## Aim
Return every one of the entries below word for word, without changing any line.

## Extracted material

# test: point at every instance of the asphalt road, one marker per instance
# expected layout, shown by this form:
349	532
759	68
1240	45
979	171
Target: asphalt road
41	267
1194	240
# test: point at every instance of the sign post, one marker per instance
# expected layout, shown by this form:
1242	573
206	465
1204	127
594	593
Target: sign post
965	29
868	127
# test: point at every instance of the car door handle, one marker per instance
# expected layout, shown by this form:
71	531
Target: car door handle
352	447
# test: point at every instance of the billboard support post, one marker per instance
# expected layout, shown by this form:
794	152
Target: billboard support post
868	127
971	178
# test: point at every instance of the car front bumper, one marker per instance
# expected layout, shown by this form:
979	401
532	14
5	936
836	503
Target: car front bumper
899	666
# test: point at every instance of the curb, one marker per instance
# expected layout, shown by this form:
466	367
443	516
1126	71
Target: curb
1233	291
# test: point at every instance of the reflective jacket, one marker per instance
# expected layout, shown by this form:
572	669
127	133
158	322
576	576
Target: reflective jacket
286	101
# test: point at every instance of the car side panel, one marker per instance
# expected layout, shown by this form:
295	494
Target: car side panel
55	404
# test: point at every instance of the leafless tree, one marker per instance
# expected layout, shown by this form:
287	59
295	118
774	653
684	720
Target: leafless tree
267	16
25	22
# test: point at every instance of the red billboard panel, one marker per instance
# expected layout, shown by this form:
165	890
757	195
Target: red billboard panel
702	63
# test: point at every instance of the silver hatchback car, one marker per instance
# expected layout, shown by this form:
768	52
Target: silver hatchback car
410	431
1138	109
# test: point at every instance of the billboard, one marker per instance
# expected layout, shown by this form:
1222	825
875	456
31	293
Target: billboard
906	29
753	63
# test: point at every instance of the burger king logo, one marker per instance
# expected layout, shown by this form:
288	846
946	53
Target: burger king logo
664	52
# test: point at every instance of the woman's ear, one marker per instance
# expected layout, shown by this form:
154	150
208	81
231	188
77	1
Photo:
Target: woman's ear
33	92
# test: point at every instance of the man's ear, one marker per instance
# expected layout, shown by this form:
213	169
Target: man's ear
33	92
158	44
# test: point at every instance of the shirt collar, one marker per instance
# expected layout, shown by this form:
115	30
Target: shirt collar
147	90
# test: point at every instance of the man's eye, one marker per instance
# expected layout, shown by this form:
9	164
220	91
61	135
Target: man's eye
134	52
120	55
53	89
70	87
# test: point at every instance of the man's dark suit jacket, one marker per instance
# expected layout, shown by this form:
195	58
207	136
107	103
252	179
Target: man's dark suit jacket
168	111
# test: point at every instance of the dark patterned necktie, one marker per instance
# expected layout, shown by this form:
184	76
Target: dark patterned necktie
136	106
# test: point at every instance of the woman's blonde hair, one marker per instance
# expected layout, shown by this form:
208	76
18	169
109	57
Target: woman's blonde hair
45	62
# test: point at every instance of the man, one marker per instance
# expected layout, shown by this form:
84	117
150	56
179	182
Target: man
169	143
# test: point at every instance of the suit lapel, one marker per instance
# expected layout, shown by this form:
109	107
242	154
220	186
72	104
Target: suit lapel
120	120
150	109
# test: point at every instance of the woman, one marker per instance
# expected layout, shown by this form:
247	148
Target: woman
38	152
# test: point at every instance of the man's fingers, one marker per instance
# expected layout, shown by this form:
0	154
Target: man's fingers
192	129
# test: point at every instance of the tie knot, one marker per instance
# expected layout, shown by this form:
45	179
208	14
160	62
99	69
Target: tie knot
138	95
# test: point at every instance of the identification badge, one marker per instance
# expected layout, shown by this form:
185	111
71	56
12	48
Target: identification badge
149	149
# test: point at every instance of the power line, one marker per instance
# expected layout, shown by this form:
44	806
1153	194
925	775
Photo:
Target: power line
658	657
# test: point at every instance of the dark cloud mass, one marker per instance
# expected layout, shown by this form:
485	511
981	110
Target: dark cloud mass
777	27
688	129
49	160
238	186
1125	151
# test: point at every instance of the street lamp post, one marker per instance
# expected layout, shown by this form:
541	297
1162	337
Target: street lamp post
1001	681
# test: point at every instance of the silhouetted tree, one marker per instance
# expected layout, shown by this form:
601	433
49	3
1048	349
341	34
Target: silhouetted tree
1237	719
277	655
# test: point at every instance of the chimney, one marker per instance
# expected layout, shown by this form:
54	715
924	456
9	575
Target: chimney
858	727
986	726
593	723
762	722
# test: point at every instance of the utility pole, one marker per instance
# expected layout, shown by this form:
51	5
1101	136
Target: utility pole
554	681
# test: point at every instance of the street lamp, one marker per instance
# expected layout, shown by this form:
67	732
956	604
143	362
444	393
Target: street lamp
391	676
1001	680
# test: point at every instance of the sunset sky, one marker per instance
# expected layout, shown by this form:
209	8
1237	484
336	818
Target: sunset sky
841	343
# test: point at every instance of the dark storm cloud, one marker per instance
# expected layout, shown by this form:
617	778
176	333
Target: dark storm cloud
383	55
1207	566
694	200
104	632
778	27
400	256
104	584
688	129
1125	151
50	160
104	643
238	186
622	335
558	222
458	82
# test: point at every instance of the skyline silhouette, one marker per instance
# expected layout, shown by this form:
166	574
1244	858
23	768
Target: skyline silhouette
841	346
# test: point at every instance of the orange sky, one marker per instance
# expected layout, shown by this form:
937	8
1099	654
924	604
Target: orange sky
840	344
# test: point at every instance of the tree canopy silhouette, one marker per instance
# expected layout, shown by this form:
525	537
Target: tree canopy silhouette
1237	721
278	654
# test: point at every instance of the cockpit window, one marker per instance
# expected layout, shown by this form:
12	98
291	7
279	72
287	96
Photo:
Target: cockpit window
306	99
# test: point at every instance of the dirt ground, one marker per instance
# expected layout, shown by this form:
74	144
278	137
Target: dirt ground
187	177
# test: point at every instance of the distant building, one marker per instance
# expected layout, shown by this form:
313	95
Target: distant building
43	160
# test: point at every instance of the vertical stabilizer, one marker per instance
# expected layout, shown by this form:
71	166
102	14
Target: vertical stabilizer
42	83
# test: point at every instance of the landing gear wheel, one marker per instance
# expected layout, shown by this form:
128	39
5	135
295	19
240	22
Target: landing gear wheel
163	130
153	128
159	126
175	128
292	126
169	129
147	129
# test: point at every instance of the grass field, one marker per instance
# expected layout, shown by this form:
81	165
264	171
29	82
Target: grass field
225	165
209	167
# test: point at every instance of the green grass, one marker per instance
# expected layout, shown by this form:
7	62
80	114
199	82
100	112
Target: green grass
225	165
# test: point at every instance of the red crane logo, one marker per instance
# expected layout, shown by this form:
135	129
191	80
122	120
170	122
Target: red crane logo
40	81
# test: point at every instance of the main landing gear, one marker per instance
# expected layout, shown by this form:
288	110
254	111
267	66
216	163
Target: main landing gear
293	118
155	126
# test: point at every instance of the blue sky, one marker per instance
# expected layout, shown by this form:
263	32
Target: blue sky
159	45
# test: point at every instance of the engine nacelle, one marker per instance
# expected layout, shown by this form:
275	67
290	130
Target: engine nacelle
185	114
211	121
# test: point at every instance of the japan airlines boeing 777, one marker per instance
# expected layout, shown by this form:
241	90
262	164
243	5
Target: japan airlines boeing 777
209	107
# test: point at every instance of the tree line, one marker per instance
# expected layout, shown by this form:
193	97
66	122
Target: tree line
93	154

## Response to this exercise
# test: point at every instance of the asphalt road, one marker per instance
# expected layout, shown by this form:
349	532
759	68
1240	45
979	171
Target: asphalt road
41	267
1194	240
# test: point at every instance of the sign post, one marker per instance
# expected layout, shown by this form:
1242	573
206	465
1204	127
594	593
Target: sign post
965	29
868	127
# test: point at every instance of the car door handle, one marker per instance
# expected layout, shown by this form:
71	531
Target: car door handle
352	447
# test: point at every instance of the billboard support post, one marker per instance
# expected layout, shown by this form:
794	152
Target: billboard support post
868	127
971	178
# test: point at every instance of the car front bumper, one marker per instance
# expected layout, shown by this form:
979	401
532	14
5	936
836	503
Target: car front bumper
899	666
# test: point at every instance of the curb, one marker per instance
# expected layout, shown by this form:
466	367
443	516
1126	71
Target: curb
1233	291
# test: point at every instance of the reflective jacket, one marker per instance
# expected layout, shown by this form:
572	669
127	133
158	322
576	576
Target: reflective jacket
286	101
# test: point at every instance of the car side panel, one marker per instance
# expected layout, shown by this form:
295	494
Target: car side panel
55	404
# test: point at every instance of the leafless tree, one marker per instance
# expected layout, shown by this form:
287	59
295	118
774	653
684	720
Target: leafless tree
267	16
25	22
# test: point at every instance of the red billboard panel, one marker per instance
# expected layout, shown by this form:
165	890
757	195
Target: red billboard panel
702	63
# test: point at every instance of the silver hatchback car, one marker per instance
# expected layout, shown by this form:
768	52
Target: silver hatchback car
410	431
1138	109
# test: point at every instance of the billboard, one marker per instance
# expected layout, shown by this form:
1222	825
875	456
31	293
Target: billboard
906	29
753	63
# test: point at every instance of the burger king logo, one marker per instance
# expected layout, shown by this form:
288	846
946	53
Target: burger king logo
664	52
# test: point at every instance of the woman's ear, one marker per instance
# expected layout, shown by this form:
154	150
208	81
231	188
77	1
Photo:
Target: woman's ear
33	92
# test: point at every instance of the man's ear, one marker per instance
# expected layout, shown by this form:
213	169
Target: man's ear
33	92
158	44
# test: point at every instance of the shirt collar, one marker per instance
# expected layout, shown by this form:
115	30
Target: shirt collar
147	90
# test: point at every instance of the man's eye, one marker per instance
# expected layout, shown by this form:
9	164
220	91
61	135
Target: man's eye
134	52
120	55
53	89
70	87
# test: point at every instance of the man's dark suit jacket, one marker per instance
# expected layout, shown by this form:
195	58
207	136
107	103
252	179
Target: man's dark suit jacket
168	111
# test: point at every instance of the dark patterned necktie, one marker per instance
# expected layout, shown by this form:
184	76
Target: dark patterned necktie
136	106
# test: point at every instance of the woman's blonde hair, one marker per instance
# expected layout, shown by this form:
208	76
18	169
109	57
Target: woman's blonde hair
45	62
# test: point at every instance of the man, one marker per instance
# expected layout, shown by this form:
84	117
150	56
179	182
Target: man
169	143
# test: point at every instance of the suit lapel, one marker per instance
# expected layout, shown by this form:
109	107
242	154
220	186
72	104
Target: suit lapel
120	120
150	109
# test: point at every instance of the woman, one marker per instance
# expected layout, shown by this form:
247	148
Target: woman
38	152
# test: point at every instance of the man's fingers, one marker per instance
# expected layout, shown by this form:
0	154
Target: man's fingers
192	129
# test: point at every instance of the tie knot, one marker per instance
# expected layout, shown by this form:
45	179
208	14
160	62
99	69
Target: tie knot
138	95
# test: point at every instance of the identification badge, one marker per instance
# expected layout, shown by this form:
185	111
71	56
12	48
Target: identification badge
149	149
# test: point at every instance of the power line, one marker per instance
# expected layout, shown by this form:
44	806
1153	194
925	775
Photo:
Target: power line
658	657
# test: point at every instance of the dark cloud mass, one marker per instance
# expected layout, shown by this form:
485	511
981	110
Target: dark cloud mass
777	27
688	129
49	160
238	186
1125	151
# test: point at every instance of the street lamp post, one marker per instance
# expected layout, shown by this form:
541	297
1162	337
Target: street lamp post
1001	681
# test: point at every instance of the silhouetted tree, one marker per instance
# expected layout, shown by this form:
601	433
49	3
1048	349
341	34
Target: silhouetted tree
1237	719
277	655
# test: point at every instance of the chimney, one marker per instance
# expected layout, shown by this form:
54	715
924	456
9	575
Target: chimney
858	727
986	726
593	723
762	722
# test: point at every instance of the utility pole, one marker per instance
# expected layout, shown by this form:
51	5
1101	136
Target: utility pole
554	681
# test: point at every instance of the street lamp, one marker per instance
# expected layout, shown by this form:
67	732
956	604
143	362
444	393
Target: street lamp
391	676
1001	680
# test: point at every instance of the sunset sky, one marker per instance
# expected layout, shown by this form:
209	8
1237	484
336	818
Target: sunset sky
841	343
# test: point at every instance of the dark storm cloud, one marker per instance
# expected layout, shown by this form:
617	778
176	333
Target: dark storm cloud
383	55
1207	566
694	200
104	632
778	27
400	256
104	584
688	129
1125	151
50	160
104	643
238	186
622	335
558	222
458	82
# test: point at every instance of the skyline silhouette, one marker per instance
# expected layout, shown by this form:
166	574
1244	858
23	768
Target: skyline silhouette
841	346
# test: point at every instance of the orange sky, one marker per instance
# expected layout, shown by this form:
937	8
1099	654
924	604
Target: orange sky
840	344
# test: point at every instance of the tree canopy silhouette, one marker per instance
# expected layout, shown by this form:
525	537
Target: tree canopy silhouette
1237	721
278	654
# test: point at every instance of the cockpit window, one marker per instance
# expected layout, shown by this form:
12	98
291	7
279	72
287	96
Photo:
Target: cockpit window
306	99
# test: point at every instance of the dirt ground, one marker per instance
# expected layout, shown by this form:
74	144
278	137
Target: dirt ground
187	177
# test: point at every instance of the distant building, one marker per instance
# expected layout, shown by this form:
313	95
Target: distant building
43	160
# test: point at every instance of the vertical stabilizer, one marker per instance
# expected layout, shown by this form:
71	166
102	14
Target: vertical stabilizer
42	83
# test: point at every instance of the landing gear wheel, one marker per instance
# expected layout, shown by this form:
128	39
5	135
295	19
240	22
Target: landing gear wheel
163	130
153	128
159	126
175	128
292	126
169	129
147	129
# test: point at every instance of the grass field, one marker per instance
# expected layout, shown by this form:
81	165
264	171
29	82
Target: grass field
225	165
209	167
# test: point at every instance of the green grass, one marker per instance
# expected layout, shown by this form:
7	62
80	114
199	82
100	112
Target: green grass
225	165
# test: point at every instance of the red crane logo, one marker per instance
# expected layout, shown by this form:
135	129
191	80
122	120
170	122
Target: red crane logo
40	81
# test: point at every instance of the main landing gear, one marker per instance
# expected layout, shown by this form:
288	110
254	111
267	66
216	163
Target: main landing gear
293	118
155	126
# test: point at every instance of the blue sky, one marker per instance
# expected layout, shown by this form:
263	32
Target: blue sky
159	45
# test: point at every instance of the engine nacelle, one marker per instance
# expected layout, shown by this form:
275	67
290	130
Target: engine nacelle
185	114
211	121
# test: point at every instance of the japan airlines boeing 777, one marker per instance
# expected layout, shown by this form:
241	90
262	164
243	5
Target: japan airlines boeing 777
209	107
# test: point at every instance of the tree line, one marker per instance
# expected layout, shown by this form:
193	97
66	122
Target: tree line
93	154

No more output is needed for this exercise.